Problem description> Reproduce word for word everything in the material below, from the line containing "# test: point to the white paintwork, one" down to the very end.

Entries provided>
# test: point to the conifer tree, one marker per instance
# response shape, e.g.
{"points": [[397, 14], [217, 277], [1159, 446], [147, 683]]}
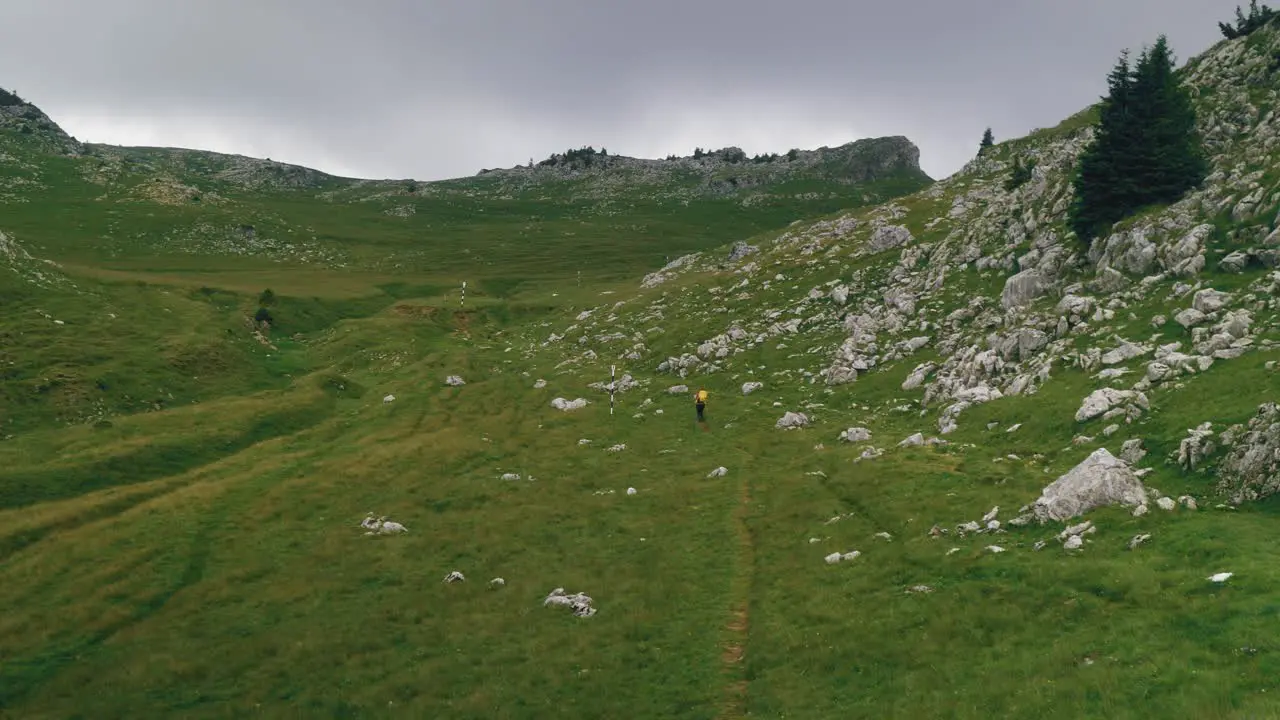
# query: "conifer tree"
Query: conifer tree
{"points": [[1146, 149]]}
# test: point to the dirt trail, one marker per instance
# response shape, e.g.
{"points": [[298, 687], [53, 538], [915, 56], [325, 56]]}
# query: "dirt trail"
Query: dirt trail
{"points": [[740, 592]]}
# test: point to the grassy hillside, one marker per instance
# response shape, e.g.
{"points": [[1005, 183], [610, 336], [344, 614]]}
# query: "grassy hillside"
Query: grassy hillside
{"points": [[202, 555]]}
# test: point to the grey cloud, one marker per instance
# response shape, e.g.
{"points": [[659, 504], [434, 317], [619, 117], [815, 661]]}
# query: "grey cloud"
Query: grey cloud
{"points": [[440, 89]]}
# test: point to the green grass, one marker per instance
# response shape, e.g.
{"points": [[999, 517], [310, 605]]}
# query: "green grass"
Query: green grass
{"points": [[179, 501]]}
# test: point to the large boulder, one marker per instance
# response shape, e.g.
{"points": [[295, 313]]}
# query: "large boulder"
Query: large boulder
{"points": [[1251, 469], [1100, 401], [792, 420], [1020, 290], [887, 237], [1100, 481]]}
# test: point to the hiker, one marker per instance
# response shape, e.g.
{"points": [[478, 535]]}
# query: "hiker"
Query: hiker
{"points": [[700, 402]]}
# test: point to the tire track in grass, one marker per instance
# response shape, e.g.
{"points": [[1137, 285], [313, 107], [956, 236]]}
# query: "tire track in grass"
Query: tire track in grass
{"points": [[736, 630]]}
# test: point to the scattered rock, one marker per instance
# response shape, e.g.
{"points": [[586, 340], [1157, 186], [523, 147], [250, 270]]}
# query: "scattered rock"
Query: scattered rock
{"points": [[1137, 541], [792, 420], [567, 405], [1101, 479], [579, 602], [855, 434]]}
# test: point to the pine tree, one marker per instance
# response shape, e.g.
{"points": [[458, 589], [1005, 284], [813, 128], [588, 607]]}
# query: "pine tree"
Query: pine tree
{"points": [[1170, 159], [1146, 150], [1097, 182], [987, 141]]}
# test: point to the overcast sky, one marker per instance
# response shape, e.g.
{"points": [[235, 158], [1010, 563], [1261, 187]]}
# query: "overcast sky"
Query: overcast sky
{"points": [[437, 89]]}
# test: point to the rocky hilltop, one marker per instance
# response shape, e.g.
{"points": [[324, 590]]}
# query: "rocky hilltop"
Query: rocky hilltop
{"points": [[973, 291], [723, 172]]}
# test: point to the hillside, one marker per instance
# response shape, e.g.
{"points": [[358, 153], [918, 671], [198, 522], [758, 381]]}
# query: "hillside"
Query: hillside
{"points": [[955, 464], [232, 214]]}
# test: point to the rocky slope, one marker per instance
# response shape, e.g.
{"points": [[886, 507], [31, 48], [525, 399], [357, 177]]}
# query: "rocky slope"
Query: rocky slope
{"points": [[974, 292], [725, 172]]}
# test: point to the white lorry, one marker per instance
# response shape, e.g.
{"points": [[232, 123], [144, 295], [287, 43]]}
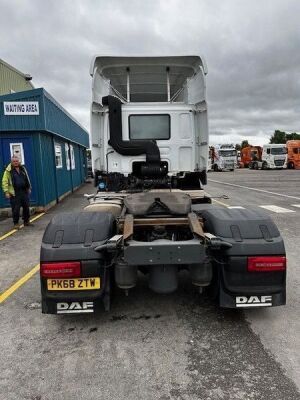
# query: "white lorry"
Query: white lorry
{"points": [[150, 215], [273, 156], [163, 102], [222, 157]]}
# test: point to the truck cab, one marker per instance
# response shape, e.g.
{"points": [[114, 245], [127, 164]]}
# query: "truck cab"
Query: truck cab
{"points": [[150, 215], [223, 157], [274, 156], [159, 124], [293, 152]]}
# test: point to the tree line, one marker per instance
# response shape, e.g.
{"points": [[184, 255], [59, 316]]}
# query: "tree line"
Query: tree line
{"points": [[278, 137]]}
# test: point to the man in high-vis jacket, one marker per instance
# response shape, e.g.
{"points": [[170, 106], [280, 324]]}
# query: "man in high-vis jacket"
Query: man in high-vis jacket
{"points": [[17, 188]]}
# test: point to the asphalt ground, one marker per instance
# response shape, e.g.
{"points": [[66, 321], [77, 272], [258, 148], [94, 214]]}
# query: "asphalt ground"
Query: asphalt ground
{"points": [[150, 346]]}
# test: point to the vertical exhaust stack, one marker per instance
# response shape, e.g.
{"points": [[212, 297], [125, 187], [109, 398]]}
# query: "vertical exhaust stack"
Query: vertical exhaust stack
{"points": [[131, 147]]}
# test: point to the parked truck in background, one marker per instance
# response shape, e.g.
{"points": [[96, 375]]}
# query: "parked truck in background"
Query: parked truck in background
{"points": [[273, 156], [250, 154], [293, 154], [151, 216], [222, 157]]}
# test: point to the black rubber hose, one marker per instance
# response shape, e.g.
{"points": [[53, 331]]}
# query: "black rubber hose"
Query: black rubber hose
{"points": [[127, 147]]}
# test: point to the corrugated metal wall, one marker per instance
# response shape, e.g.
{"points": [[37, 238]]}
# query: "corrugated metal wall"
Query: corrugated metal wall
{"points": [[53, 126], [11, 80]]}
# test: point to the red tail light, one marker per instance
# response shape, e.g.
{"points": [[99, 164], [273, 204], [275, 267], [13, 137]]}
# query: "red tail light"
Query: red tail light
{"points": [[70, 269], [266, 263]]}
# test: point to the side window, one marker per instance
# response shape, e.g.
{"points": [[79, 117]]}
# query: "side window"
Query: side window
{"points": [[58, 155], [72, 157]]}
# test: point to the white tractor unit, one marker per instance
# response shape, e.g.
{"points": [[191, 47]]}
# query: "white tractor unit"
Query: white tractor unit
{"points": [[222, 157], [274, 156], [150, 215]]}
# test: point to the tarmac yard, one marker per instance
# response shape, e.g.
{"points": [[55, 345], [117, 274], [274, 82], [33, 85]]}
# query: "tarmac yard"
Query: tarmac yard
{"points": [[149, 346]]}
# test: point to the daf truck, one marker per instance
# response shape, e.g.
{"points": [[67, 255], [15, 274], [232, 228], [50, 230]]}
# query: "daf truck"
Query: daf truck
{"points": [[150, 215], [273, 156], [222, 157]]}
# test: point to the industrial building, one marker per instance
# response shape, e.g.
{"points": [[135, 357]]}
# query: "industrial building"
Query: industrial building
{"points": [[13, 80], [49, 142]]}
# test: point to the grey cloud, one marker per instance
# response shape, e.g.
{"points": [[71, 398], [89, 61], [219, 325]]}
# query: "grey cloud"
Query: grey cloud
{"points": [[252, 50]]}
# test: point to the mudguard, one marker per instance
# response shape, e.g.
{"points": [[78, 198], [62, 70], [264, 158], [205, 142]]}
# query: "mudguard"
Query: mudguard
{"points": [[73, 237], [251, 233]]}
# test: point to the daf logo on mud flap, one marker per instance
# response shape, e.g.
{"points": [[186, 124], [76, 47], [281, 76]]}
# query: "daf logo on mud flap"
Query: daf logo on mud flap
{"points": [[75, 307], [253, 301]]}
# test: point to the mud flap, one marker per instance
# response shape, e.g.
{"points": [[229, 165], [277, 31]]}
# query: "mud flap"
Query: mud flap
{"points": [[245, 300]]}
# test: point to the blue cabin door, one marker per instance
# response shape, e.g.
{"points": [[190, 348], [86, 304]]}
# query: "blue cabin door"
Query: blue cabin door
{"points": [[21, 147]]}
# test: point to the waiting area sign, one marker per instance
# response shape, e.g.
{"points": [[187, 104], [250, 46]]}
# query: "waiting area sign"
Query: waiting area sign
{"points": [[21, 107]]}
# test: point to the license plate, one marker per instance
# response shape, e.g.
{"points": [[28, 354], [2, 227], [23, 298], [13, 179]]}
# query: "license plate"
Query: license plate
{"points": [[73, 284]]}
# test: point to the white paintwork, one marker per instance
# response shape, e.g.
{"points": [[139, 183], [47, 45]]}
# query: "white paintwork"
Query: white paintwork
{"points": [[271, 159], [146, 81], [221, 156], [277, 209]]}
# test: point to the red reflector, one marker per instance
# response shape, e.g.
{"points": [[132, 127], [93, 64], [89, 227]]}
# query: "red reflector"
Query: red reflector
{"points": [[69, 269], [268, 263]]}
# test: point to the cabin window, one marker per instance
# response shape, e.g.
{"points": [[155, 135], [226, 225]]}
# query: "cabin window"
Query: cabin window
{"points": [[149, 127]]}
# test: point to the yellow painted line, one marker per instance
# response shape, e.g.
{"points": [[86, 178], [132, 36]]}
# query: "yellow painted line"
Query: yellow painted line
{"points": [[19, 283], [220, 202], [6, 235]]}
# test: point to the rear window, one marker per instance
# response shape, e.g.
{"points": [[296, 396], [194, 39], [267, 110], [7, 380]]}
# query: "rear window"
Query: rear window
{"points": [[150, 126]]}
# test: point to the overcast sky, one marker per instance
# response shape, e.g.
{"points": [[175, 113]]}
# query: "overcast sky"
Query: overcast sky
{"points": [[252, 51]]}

Exercise output>
# test: point to the white paintwork, one marker per instance
# response shape, e.g.
{"points": [[139, 183], [47, 45]]}
# query: "white paintwork"
Query: white paintwork
{"points": [[271, 159], [146, 81], [221, 156], [277, 209]]}
# test: point to the red reflector, one marker per instance
# response shape, e.g.
{"points": [[132, 127], [93, 64], [89, 227]]}
# query: "red reflector"
Query: red reflector
{"points": [[69, 269], [268, 263]]}
# test: point to the cabin window, one marker per instance
# response shape, e.g.
{"points": [[155, 135], [226, 225]]}
# query: "cabin window"
Query: cabin window
{"points": [[149, 127]]}
# test: point to the yellow painted line, one marker per instance
# response shape, e.g.
{"points": [[86, 178], [132, 36]]}
# query: "yellow painted line"
Query: yellow painted line
{"points": [[19, 283], [220, 202], [6, 235]]}
# test: point to the rear window, one marker per instance
# response shape, e.g.
{"points": [[296, 396], [194, 39], [267, 110], [7, 380]]}
# query: "rear window"
Query: rear window
{"points": [[150, 126]]}
# test: point to the overcast sky, one marker per instance
# response shape, e.g.
{"points": [[175, 113]]}
# query: "overcast sky"
Query: overcast sky
{"points": [[252, 51]]}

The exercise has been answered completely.